### SUPPLIED TEXT
Kacey Broadhurst grew up in Massachusetts, one of six daughters to a single mom. She admits her upbringing was non-traditional and therefore was on her own at the age of 16.  Kacey became a mother at a young age.   She knew it was a pivotal moment in her life, and felt motivated to give her child the upbringing they deserved. It was her junior year of high school, and a guidance counselor told her the goal was simply to graduate. Obviously, she wouldn’t be going to college…but Kacey had other ideas. It was just the spark she needed. 


“I thought to myself, I will decide what my future looks like, not you, ” she smiles. 


And decided that she did. Kacey graduated high school at 17 years old with her 8 month daughter looking on. After high school, she attended SNHU where she got her Bachelor's degree in Psychology and went on to receive her Masters in Educational Counseling and Mental Health Counseling…to be a guidance counselor.  Kacey later received her CAGS in School Psychology and in 2018 graduated with her Doctorate Degree in Psychology.   

Growing up in a household that didn’t put a high value on education served as a motivator to raise her own children with a higher ceiling for achievement. Kacey now has 5 children with her husband, and encourages them to work hard and achieve their own successes.  


With such a busy life, Kacey admits the largest challenge she faces is balance. She loves what she does so it doesn’t seem like work, but that also causes her to work longer hours.  She often gives up her breaks in order to work with  students and families at a time that suits them.


“It’s a rewarding, yet emotional job.  I’m making big determinations based upon children’s needs.  And I want to make sure that I’m doing it to the best of my ability to ensure they get the necessary supports.”


Kacey’s passion for her work and her students is evident when she describes her favorite part of what she does. Her whole face lights up as she talks about discovering a child’s strengths, that they didn’t realize were there. Then being able to use those strengths and empower families to be part of the process.


What have you learned from your students?

I have learned to expect the unexpected! I have had students that hadn’t made any prior progress when they come to work with me. I learn their strengths and I get to work on bringing those strengths out. When you take the time to peel away their layers, you discover great things. 


Can you give us your thoughts on teletherapy?

The thing is, we have had remote learning for a long time, we just didn’t have access to resources for it to be successful. And in school psychology it was taboo; there was this school of thought that it wouldn’t be accurate without a student in front of you. But there’s a huge population that it works for and would otherwise not be identified or get the support they need. It is breaking down those barriers of in-person learning for so many students.


Mental health is such an important issue and dealing with it has changed. What is that like for you as a school psychologist?

With the pandemic, we have a global lack of exposure to education and social situations that young people need developmentally to be successful in life. And educators are struggling and burned out with behaviors and want to turn to psychologists to determine disabilities.  But we (psychologists) need to be mindful of these things that are barriers, but not disabilities. We need to be supporting educators and students but still maintaining ethical practices; making sure we aren’t creating disabilities based upon situations a student is temporarily going through.


What would you be doing if you weren’t a school psychologist?

When I was a teenager, my friends and I had this plan to move to California and be lifeguards during the day and bartenders by night, just live the life with no responsibilities. I obviously didn’t do that. I actually burn in the sun so I don’t know what I was thinking (she laughs).

### DATA TO EXAMINE
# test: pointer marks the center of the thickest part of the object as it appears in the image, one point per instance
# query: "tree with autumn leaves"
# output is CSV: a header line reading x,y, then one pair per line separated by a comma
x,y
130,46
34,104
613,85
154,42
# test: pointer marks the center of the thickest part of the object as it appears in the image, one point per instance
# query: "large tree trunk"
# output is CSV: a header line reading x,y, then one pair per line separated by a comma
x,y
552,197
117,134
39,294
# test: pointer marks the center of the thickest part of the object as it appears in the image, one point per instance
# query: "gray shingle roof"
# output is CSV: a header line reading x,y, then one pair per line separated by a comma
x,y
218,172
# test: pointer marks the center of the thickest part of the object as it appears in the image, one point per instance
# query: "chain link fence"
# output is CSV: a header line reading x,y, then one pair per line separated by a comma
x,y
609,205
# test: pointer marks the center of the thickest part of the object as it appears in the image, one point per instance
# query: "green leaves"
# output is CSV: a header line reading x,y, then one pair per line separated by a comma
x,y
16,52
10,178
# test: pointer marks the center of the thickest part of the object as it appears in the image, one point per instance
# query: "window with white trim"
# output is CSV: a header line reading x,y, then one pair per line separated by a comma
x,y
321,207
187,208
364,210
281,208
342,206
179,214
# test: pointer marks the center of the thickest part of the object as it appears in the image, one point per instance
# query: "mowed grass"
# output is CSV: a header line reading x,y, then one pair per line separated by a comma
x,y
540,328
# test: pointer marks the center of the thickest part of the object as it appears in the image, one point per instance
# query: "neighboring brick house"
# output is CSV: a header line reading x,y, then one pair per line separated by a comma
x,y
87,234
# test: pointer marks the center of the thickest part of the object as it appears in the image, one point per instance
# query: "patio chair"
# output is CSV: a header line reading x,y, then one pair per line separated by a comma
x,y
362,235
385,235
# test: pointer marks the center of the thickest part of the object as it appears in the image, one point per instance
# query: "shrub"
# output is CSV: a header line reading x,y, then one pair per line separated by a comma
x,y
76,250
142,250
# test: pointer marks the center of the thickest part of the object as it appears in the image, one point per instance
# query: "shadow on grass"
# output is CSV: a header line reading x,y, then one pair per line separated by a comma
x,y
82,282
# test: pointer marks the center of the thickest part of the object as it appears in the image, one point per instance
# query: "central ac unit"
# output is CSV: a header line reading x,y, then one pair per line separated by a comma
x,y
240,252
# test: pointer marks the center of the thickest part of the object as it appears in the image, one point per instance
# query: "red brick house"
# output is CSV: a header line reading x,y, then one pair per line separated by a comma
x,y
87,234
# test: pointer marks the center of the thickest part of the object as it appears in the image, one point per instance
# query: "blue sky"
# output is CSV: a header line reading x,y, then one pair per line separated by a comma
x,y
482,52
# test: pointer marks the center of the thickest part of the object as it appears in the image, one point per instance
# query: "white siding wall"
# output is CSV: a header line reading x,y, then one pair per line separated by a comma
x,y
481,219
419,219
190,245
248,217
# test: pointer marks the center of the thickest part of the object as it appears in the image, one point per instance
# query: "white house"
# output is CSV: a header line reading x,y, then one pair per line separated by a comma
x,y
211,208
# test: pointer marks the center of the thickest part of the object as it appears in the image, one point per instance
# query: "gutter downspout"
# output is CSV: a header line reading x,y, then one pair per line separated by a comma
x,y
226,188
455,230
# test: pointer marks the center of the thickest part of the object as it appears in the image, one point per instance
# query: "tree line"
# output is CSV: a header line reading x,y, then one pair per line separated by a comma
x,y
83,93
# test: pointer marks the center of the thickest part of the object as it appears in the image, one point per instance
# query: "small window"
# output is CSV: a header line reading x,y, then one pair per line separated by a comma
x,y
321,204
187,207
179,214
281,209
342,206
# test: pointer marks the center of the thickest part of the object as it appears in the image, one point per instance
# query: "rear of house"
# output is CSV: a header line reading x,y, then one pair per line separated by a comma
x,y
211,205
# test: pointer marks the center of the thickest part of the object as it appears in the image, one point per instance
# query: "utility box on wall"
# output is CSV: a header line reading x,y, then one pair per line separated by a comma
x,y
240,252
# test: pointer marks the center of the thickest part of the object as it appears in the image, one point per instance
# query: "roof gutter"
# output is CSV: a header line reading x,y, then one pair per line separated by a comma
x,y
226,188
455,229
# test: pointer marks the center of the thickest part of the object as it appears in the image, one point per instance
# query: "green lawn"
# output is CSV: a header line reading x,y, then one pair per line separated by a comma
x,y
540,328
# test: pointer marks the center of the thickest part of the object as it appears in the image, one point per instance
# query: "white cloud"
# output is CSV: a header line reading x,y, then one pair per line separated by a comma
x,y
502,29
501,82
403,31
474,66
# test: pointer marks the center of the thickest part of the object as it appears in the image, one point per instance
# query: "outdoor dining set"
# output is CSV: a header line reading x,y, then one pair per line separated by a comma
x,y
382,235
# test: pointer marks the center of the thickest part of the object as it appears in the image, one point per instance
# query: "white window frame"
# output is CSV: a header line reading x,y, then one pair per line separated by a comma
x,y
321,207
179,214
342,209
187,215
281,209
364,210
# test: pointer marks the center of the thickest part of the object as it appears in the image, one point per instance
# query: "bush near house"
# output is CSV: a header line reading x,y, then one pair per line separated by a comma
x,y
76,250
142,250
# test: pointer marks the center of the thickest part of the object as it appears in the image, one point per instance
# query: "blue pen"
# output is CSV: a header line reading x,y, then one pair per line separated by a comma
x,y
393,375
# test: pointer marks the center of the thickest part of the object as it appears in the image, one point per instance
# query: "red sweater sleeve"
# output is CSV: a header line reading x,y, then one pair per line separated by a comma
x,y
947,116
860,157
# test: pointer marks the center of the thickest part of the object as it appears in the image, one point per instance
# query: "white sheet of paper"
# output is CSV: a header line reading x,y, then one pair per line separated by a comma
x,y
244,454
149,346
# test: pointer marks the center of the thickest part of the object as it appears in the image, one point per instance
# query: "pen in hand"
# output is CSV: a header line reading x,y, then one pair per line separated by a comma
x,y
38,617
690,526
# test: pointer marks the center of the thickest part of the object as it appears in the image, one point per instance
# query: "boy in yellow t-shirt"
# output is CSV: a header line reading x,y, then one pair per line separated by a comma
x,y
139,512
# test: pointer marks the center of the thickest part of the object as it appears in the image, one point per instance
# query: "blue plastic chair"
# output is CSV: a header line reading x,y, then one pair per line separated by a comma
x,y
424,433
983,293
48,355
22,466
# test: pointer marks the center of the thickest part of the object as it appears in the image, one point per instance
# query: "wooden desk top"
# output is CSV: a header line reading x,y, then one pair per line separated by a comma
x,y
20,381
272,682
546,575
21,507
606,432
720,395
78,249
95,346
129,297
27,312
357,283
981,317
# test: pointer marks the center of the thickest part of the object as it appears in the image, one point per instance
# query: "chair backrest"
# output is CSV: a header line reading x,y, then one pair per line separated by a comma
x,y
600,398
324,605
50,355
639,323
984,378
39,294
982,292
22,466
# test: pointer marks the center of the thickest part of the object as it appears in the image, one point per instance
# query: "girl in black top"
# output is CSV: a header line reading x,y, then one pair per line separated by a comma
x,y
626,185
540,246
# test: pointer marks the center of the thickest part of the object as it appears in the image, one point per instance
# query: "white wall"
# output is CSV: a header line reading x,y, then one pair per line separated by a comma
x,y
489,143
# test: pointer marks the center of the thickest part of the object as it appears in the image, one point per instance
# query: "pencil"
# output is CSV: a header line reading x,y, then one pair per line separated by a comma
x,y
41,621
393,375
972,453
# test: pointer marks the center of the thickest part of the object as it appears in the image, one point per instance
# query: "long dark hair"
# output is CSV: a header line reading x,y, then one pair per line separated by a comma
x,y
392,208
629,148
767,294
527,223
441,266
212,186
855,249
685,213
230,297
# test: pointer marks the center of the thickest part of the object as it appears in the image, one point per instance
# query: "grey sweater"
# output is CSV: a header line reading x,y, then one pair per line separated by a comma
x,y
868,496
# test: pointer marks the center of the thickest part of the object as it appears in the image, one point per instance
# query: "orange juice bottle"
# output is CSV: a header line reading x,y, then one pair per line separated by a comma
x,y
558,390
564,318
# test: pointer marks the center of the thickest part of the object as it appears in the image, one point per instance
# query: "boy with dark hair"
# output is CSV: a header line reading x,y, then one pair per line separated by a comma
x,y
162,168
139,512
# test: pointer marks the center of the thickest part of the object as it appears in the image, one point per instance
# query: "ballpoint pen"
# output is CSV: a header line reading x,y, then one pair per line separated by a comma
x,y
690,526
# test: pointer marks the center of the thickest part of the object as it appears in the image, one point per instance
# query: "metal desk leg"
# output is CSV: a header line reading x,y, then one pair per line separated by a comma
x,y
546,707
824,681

### WHAT YOU WILL DO
**A.** Answer these from the profile of Kacey Broadhurst:
(i) How old was Kacey when she graduated high school?
(ii) In what year did she graduate with her Doctorate Degree in Psychology?
(iii) How many children does she now have with her husband?
**B.** Restate word for word everything in the Kacey Broadhurst profile from "When I was a" down to "thinking (she laughs).".
The rows were taken from a separate source.

### RESPONSES FOR EACH TASK
**A.**
(i) 17 years old
(ii) 2018
(iii) 5

**B.**
When I was a teenager, my friends and I had this plan to move to California and be lifeguards during the day and bartenders by night, just live the life with no responsibilities. I obviously didn’t do that. I actually burn in the sun so I don’t know what I was thinking (she laughs).